_TASK 1_:
Retype the part of the Thai green curry diet ratings that begins with the words containing "Strict keto practitioners" and ends with "net carb budget.".
_TASK 2_:
Based on the Thai green curry diet ratings, explain why strict or clinical keto followers would likely rate the dish "avoid" outright.

Thai
Thai Green Curry Chicken
Rated by 11 diets
Diet-compatible alternatives that share a role with this dish.
Typical ingredients
- chicken
- coconut milk
- green curry paste
- Thai eggplants
- Thai basil
- fish sauce
- palm sugar
- kaffir lime leaves
Specific recipes may vary.
Diet Ratings
Thai Green Curry Chicken has a mixed keto profile. The base is promising — chicken is an excellent lean protein and coconut milk provides healthy high-fat content ideal for keto. However, several ingredients introduce meaningful carb load: Thai eggplants add moderate net carbs, green curry paste typically contains galangal, lemongrass, shallots, and chilies that contribute carbs, kaffir lime leaves are negligible, and fish sauce adds minimal carbs. The biggest concern is palm sugar, a traditional ingredient that is essentially pure sucrose — a direct keto violation. A standard restaurant portion may push 15-25g net carbs depending on palm sugar quantity and portion size of eggplant. The dish is salvageable with modifications: omitting or substituting palm sugar (e.g., a keto-friendly sweetener), reducing eggplant, and using a low-sugar curry paste. As traditionally prepared, it sits in the caution zone due to the added sugar and cumulative carb load.
Strict keto practitioners and those following therapeutic or clinical keto protocols would likely classify this as 'avoid' outright due to the palm sugar (added sucrose) — any form of added sugar is considered a hard line violation regardless of quantity, and green curry paste's hidden carbs make portion control unreliable. Conversely, lazy keto adherents tracking only daily totals might approve a small portion if it fits within their 50g daily net carb budget.
Thai Green Curry Chicken contains multiple animal-derived ingredients that disqualify it entirely from a vegan diet. Chicken is direct animal flesh, fish sauce is derived from fermented fish, and green curry paste typically contains shrimp paste. These are clear, unambiguous animal products with no debate within the vegan community. Coconut milk, Thai eggplants, Thai basil, palm sugar, and kaffir lime leaves are plant-based, but the presence of chicken, fish sauce, and shrimp paste in the curry paste make this dish firmly non-vegan.
Thai Green Curry Chicken is largely paleo-compatible but contains several ingredients that require scrutiny. Chicken, coconut milk, Thai eggplants, Thai basil, kaffir lime leaves, and fish sauce (a fermented fish product) are generally paleo-approved. However, green curry paste is typically a processed product containing added salt and sometimes shrimp paste with preservatives — its paleo status depends heavily on whether it is homemade or store-bought. Palm sugar is a natural unrefined sugar but still falls into the caution category alongside other natural sweeteners. Fish sauce, while naturally fermented and paleo in principle, almost universally contains added salt, placing it in a gray area. The combination of a processed curry paste and palm sugar tips this dish into caution territory rather than a clear approval, even though the overall ingredient profile is closer to paleo than most Thai dishes.

_LISTED ENTRIES_:
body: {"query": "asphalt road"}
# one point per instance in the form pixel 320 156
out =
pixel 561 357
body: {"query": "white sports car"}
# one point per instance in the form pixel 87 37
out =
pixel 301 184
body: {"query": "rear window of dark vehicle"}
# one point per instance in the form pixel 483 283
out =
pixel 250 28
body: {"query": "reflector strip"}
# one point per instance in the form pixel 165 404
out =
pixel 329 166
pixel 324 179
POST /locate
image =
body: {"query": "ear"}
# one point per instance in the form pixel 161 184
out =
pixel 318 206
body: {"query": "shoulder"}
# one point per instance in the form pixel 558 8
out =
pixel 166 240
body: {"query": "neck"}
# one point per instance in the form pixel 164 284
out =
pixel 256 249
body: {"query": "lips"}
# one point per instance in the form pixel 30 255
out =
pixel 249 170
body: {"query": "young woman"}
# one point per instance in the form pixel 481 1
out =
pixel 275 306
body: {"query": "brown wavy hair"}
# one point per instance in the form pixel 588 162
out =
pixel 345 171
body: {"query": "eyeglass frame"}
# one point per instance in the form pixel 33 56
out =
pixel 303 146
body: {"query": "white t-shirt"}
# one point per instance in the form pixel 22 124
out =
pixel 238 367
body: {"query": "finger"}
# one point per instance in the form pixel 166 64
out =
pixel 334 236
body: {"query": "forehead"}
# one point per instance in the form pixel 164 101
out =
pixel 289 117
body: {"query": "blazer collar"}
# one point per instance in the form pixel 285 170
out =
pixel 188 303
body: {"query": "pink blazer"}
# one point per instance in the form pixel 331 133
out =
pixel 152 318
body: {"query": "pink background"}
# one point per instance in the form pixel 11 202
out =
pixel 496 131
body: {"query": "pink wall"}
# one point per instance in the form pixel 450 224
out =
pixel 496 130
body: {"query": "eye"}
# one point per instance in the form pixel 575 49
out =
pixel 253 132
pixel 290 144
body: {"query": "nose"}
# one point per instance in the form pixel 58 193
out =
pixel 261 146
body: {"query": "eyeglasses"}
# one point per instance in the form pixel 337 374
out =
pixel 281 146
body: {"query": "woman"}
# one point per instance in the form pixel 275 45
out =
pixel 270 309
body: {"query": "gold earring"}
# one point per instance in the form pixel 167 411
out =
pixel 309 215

_RESPONSE 1_:
Strict keto practitioners and those following therapeutic or clinical keto protocols would likely classify this as 'avoid' outright due to the palm sugar (added sucrose) — any form of added sugar is considered a hard line violation regardless of quantity, and green curry paste's hidden carbs make portion control unreliable. Conversely, lazy keto adherents tracking only daily totals might approve a small portion if it fits within their 50g daily net carb budget.

_RESPONSE 2_:
The dish contains palm sugar, which is added sucrose, and these followers treat any added sugar as a hard-line violation regardless of quantity. The hidden carbs in green curry paste also make portion control unreliable.